# What you are asked to do
Count how many lines in the rows below contain the string "handle". Reply with that number alone.

# Listed entries
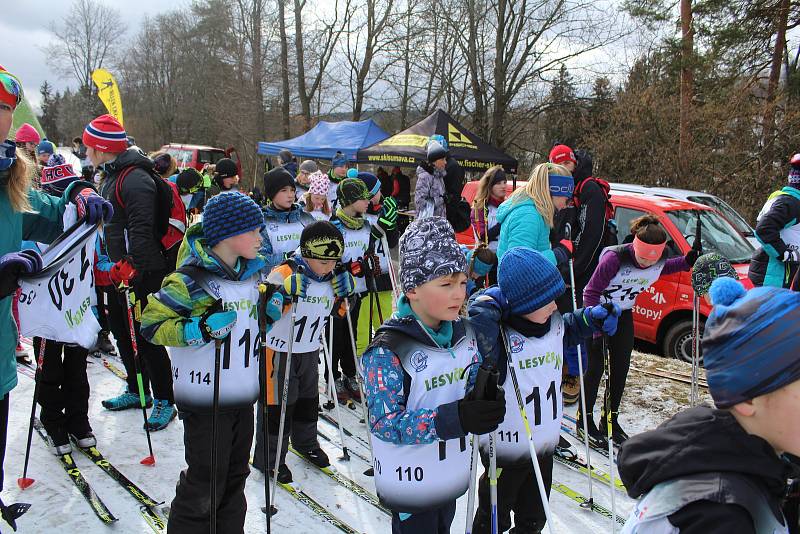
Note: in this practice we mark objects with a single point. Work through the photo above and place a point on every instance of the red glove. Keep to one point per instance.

...

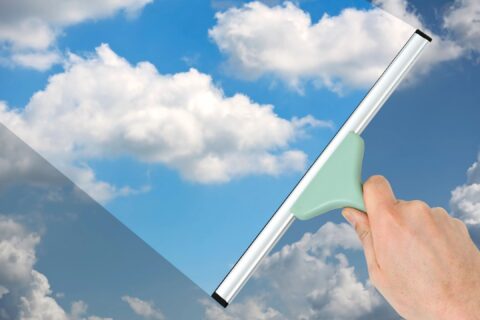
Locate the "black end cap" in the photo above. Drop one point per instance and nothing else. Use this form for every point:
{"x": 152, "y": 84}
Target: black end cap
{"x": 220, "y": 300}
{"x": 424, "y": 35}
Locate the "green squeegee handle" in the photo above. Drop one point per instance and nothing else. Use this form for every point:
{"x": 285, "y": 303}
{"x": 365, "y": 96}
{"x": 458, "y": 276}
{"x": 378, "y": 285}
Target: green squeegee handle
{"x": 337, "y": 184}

--

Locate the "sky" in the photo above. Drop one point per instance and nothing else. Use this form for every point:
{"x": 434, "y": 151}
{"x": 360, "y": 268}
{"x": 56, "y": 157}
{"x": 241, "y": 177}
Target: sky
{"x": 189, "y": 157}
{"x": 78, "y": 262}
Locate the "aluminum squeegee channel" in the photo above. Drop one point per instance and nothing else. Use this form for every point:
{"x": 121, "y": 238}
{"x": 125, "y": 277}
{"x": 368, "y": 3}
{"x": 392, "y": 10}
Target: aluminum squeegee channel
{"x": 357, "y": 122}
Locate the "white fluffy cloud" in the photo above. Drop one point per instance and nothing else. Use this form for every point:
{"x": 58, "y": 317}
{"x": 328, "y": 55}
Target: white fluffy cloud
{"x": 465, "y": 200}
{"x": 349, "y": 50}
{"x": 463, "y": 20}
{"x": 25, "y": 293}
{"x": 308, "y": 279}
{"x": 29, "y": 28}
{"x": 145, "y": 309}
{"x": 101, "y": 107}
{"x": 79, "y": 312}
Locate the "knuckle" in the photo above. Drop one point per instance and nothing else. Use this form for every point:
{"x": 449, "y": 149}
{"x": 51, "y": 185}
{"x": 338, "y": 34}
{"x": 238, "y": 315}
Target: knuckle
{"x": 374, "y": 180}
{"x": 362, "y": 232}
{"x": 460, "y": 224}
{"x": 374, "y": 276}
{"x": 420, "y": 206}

# Written solution
2